- **DOCUMENT TEXT**:
╔══
That could well be the motto of Helle Bank Jorgensen, the new CEO of Brand Accountability Corp., a global leading advisor in corporate accountability management, sustainable performance strategies and integrated reporting, headquartered in Toronto.
Whether it’s financial, environmental, stakeholder or other integrated data, Jorgensen, an accountant and business lawyer by training, has always believed in ensuring “the right things to measure in the right way.”
“It’s so easy in financial reporting,” continues Jorgensen, also a WNSF board member. “After all, finance is based on numbers. But add data from environmental, ethical, trust, commercial and social performance indicators and external data traditionally viewed as externalities, and the going gets tougher.
A pioneer in sustainable performance metrics and integrated reporting, which merges economic, commercial, environmental and social data, Jorgensen contributed to the first environmental report in the world and years later on the first integrated report in the word. She was instrumental in building the Sustainable Business Solution practices at PricewaterhouseCoopers (PwC) in her native Denmark and in the US.
At Brand Accountability, Jorgensen plans to bring sustainable performance “to the next level, where accountability equals profitability. With our proprietary methodology, software solution and strategic management services, we can help companies integrate sustainability into core operations, tie it to performace, incentives and strategic goals, and show how sustainability is a key contributing factor to protect and enhance brand value and profitability. In addition with our proprietary software solution companies can report this value creation externally,” either in integrated reports or reports based on guidelines from the Global Reporting Initiative, UN Global Compact, Carbon Disclosure Project, or requirements from customers, among others.
Information in this form can also be blended into integrated reports, so that “companies get much more profitability, sustainability and brand value protection with fewer resources. Some great business leaders even call us the missing link!” she adds.
That approach should help solve what she sees as one of the next big challenges for business, namely “how to move to integrated models, compare integrated reports, how to compare companies in the same industry and across industries,” while recognizing each company’s unique features, she says.
What Brand Accountability can add to the equation is an elegant system to helping companies with integrated planning, managing and reporting of all the KPI’s that contribute to brand value: financial, environmental, operational, human, supply chain, etc.,” Jorgensen says.
╚══
- **DIRECTION 1**: According to the text about Helle Bank Jorgensen, in which city is Brand Accountability Corp. headquartered?
- **DIRECTION 2**: Starting at the line of the listing that contains "# trace the outline of every instance of the arm" and continuing through the end of the listing, swap "silver" for "gold" and leave everything else unchanged. Give back only those lines.

- **MATERIAL FOR THIS TASK**:
╔══
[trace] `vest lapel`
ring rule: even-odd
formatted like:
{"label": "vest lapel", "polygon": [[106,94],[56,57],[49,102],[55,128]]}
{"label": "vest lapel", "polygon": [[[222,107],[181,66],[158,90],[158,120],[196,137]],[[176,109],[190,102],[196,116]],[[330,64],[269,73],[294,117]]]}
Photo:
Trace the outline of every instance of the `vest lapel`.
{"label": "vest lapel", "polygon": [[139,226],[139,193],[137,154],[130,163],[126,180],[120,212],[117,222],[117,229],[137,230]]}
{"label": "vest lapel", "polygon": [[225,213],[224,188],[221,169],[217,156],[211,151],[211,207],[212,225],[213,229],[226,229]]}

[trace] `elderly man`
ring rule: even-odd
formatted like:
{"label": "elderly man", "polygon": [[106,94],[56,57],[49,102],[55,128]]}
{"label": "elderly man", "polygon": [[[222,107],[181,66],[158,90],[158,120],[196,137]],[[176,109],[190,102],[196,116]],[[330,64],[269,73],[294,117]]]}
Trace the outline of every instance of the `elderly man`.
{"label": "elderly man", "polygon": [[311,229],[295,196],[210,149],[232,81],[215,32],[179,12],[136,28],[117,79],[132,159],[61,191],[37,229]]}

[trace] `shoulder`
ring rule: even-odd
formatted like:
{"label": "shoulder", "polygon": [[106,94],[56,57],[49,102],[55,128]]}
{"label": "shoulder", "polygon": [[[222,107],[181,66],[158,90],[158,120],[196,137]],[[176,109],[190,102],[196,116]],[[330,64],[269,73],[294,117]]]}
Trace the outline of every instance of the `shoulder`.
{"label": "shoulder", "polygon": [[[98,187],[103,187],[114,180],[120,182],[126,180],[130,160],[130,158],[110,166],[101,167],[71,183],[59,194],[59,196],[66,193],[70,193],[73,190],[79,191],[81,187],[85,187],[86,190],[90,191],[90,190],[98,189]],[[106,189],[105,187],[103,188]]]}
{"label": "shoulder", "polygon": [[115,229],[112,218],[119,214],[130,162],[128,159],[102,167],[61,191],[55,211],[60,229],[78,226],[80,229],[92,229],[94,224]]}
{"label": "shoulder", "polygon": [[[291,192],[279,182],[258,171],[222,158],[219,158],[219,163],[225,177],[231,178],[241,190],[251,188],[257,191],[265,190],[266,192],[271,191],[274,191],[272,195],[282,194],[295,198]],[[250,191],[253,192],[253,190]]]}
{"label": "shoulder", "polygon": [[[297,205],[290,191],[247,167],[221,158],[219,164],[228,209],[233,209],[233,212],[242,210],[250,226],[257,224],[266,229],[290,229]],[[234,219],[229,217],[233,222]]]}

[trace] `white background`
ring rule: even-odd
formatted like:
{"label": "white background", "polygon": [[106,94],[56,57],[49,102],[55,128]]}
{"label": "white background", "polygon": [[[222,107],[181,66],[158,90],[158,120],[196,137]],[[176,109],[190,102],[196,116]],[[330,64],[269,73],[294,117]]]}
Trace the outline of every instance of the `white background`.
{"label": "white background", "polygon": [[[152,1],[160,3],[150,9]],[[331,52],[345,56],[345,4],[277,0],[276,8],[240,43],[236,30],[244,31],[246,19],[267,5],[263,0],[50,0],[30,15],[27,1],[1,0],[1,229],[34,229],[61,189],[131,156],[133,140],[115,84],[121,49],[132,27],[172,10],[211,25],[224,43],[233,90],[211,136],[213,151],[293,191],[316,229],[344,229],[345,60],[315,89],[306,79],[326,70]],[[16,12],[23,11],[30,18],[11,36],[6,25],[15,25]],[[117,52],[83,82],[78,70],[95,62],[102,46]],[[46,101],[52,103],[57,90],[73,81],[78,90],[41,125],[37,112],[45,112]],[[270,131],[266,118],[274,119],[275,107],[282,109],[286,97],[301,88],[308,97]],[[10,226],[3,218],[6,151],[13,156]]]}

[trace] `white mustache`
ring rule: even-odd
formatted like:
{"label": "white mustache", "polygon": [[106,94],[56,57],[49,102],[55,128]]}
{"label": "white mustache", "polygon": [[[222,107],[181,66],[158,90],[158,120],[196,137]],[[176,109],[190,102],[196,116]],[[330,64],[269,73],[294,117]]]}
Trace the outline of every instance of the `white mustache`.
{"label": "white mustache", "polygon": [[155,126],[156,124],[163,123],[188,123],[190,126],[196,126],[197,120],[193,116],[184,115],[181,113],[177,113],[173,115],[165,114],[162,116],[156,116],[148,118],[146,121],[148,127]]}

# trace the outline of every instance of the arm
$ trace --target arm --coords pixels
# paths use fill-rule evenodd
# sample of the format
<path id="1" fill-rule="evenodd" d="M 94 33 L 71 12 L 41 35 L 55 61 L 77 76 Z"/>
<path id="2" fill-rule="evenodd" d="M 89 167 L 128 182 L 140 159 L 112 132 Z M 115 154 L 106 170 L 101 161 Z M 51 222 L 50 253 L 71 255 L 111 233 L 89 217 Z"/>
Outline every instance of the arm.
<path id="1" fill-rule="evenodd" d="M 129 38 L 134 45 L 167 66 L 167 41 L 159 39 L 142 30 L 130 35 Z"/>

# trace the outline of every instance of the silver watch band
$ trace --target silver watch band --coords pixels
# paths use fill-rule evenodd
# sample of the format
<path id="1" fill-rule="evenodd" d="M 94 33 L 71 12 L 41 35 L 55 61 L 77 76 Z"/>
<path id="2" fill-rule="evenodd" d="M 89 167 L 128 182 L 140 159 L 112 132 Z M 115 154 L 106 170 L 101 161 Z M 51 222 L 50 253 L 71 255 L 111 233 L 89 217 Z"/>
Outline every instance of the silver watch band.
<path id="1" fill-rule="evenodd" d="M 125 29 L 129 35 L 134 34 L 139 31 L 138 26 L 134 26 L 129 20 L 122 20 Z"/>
╚══
- **FINAL RESULT 1**: Toronto

- **FINAL RESULT 2**:
# trace the outline of every instance of the arm
$ trace --target arm --coords pixels
# paths use fill-rule evenodd
# sample of the format
<path id="1" fill-rule="evenodd" d="M 94 33 L 71 12 L 41 35 L 55 61 L 77 76 Z"/>
<path id="2" fill-rule="evenodd" d="M 89 167 L 128 182 L 140 159 L 112 132 Z M 115 154 L 106 170 L 101 161 Z M 51 222 L 50 253 L 71 255 L 111 233 L 89 217 Z"/>
Outline every instance of the arm.
<path id="1" fill-rule="evenodd" d="M 129 38 L 134 45 L 167 66 L 167 41 L 159 39 L 142 30 L 130 35 Z"/>

# trace the outline of every instance of the gold watch band
$ trace --target gold watch band --coords pixels
# paths use fill-rule evenodd
# sample of the format
<path id="1" fill-rule="evenodd" d="M 94 33 L 71 12 L 41 35 L 55 61 L 77 76 Z"/>
<path id="2" fill-rule="evenodd" d="M 89 167 L 128 182 L 140 159 L 112 132 Z M 115 154 L 106 170 L 101 161 Z M 51 222 L 50 253 L 71 255 L 111 233 L 89 217 Z"/>
Outline every instance of the gold watch band.
<path id="1" fill-rule="evenodd" d="M 125 29 L 129 35 L 134 34 L 139 31 L 138 26 L 134 26 L 129 20 L 122 20 Z"/>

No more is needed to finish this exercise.